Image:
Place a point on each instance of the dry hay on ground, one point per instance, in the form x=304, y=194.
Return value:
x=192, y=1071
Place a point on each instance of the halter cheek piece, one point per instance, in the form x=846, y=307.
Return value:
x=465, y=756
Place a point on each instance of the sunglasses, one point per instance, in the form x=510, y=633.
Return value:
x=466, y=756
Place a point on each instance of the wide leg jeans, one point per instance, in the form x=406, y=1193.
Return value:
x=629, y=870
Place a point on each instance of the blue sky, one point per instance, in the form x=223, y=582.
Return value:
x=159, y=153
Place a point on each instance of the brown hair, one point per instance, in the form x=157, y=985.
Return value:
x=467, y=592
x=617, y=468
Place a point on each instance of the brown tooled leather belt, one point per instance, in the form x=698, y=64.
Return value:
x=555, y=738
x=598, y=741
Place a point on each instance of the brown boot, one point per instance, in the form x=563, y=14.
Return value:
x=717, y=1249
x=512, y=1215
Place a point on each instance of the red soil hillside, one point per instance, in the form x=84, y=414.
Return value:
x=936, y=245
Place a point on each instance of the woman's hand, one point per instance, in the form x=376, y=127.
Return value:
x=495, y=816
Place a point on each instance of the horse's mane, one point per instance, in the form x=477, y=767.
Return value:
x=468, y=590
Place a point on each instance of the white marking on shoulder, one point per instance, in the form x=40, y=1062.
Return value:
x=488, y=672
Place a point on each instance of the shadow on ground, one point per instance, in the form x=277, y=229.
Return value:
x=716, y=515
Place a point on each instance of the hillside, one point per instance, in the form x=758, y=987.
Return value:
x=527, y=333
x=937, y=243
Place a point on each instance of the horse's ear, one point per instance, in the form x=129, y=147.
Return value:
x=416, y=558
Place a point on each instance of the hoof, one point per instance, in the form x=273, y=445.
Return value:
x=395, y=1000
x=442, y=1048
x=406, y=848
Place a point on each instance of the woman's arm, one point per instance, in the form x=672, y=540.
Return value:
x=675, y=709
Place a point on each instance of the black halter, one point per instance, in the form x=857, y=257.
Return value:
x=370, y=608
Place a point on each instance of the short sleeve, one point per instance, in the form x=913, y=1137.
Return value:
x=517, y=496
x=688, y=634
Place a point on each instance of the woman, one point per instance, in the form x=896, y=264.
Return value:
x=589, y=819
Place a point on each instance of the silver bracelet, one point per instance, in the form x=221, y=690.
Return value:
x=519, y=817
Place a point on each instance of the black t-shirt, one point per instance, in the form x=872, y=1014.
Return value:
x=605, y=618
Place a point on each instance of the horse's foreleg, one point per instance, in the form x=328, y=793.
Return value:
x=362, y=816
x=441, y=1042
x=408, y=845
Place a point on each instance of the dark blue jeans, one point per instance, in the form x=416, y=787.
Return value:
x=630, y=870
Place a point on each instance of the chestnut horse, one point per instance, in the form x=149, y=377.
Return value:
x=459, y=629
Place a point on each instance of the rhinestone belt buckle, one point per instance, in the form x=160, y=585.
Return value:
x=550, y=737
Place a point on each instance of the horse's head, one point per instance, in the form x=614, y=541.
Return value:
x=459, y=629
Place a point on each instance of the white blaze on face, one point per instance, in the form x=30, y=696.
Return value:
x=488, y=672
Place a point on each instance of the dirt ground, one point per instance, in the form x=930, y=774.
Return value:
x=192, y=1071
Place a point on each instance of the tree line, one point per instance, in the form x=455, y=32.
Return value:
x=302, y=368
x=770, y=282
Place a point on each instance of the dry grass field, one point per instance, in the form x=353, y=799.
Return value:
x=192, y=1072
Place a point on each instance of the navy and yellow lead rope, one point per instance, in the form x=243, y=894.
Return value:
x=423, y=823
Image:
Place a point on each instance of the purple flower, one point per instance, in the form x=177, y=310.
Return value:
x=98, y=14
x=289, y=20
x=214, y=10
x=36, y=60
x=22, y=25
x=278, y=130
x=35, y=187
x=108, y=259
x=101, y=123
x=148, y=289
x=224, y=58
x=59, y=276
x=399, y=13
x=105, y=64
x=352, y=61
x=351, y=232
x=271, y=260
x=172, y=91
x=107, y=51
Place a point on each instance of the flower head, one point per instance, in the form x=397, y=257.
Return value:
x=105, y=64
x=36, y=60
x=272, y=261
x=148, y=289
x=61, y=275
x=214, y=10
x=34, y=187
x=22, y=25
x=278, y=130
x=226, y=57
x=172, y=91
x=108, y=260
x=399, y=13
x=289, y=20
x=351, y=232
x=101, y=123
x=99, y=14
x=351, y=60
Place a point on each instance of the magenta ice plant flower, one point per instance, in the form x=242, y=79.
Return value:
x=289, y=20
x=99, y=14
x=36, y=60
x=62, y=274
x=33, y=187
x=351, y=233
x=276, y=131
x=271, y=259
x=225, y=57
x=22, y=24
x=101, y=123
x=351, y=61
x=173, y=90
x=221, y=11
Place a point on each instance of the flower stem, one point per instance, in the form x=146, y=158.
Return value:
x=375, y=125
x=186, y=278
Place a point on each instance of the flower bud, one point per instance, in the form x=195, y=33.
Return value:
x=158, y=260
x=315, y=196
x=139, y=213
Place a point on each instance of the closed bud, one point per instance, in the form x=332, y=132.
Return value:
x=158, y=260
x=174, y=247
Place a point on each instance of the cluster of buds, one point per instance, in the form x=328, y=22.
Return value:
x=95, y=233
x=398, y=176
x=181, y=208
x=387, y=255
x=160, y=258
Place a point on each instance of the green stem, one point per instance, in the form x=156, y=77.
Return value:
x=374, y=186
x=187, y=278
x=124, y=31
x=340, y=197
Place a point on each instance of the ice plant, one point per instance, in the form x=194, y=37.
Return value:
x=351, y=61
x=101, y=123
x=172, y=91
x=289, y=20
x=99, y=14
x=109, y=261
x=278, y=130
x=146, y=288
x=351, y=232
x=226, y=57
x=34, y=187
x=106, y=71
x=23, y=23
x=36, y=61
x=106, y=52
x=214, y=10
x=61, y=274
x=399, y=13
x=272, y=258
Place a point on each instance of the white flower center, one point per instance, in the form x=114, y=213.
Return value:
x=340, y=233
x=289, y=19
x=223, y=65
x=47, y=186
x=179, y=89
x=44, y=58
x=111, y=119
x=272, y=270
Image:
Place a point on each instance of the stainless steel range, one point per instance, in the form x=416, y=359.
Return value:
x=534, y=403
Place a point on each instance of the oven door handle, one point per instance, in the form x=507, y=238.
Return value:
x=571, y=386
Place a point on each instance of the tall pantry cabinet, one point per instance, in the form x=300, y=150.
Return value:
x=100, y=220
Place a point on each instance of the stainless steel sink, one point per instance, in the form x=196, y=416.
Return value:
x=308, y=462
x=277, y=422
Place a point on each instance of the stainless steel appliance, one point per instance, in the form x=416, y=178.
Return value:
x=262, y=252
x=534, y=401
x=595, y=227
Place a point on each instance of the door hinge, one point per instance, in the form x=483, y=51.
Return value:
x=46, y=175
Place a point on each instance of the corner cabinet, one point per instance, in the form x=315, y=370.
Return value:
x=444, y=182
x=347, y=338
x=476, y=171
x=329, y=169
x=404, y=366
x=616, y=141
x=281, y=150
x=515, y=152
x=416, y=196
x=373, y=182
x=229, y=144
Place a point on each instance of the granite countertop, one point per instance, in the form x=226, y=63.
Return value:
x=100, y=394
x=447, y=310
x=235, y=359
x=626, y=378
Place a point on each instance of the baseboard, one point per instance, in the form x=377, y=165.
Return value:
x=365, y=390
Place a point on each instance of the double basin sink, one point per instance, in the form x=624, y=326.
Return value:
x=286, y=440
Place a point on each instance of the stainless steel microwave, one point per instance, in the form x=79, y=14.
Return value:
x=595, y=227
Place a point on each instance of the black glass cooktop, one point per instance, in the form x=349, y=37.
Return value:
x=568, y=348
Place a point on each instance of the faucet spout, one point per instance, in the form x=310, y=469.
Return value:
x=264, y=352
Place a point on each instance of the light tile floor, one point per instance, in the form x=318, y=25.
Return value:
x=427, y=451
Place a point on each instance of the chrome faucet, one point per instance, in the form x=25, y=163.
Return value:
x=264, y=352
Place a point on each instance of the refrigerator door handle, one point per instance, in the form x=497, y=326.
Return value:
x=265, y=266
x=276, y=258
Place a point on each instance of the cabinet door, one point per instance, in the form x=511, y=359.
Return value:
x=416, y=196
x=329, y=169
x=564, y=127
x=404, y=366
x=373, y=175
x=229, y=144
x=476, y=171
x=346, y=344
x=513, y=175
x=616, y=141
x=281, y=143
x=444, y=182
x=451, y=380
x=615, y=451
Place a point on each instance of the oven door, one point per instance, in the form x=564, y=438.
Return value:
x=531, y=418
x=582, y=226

------

EXERCISE REQUIREMENTS: Return, word for word, every line from the line with "Place a point on each instance of the baseboard, one" to the final line of the data.

ANSWER TO THIS EXERCISE:
Place a point on each instance of the baseboard, one point per instance, in the form x=377, y=165.
Return value:
x=365, y=390
Place a point on each instance of the double basin sink, one point per instance, in the form x=624, y=326.
Return value:
x=286, y=440
Place a point on each instance of the stainless steel microwave, one point per instance, in the form x=79, y=14.
Return value:
x=595, y=227
Place a point on each instance of the black glass cooktop, one point per instance, in the form x=349, y=37.
Return value:
x=568, y=348
Place a point on each instance of the faucet spout, one point per instance, in the form x=310, y=469.
Return value:
x=264, y=352
Place a point on each instance of the light tile floor, one point per instance, in the form x=318, y=25.
Return value:
x=427, y=451
Place a point on each instance of the chrome faucet, one point per instance, in the form x=25, y=163.
Return value:
x=264, y=352
Place a point on each instance of the refrigerator door handle, one point per instance, in the form x=497, y=326.
Return value:
x=265, y=266
x=276, y=258
Place a point on each instance of the cabinet door, one point per instance, in the form x=511, y=359.
Return value:
x=416, y=196
x=329, y=169
x=564, y=127
x=404, y=366
x=373, y=175
x=229, y=144
x=476, y=171
x=346, y=344
x=513, y=175
x=616, y=141
x=281, y=143
x=444, y=182
x=451, y=380
x=615, y=451
Place a point on each instance of the oven door, one point per instance, in the form x=564, y=438.
Return value:
x=531, y=418
x=582, y=226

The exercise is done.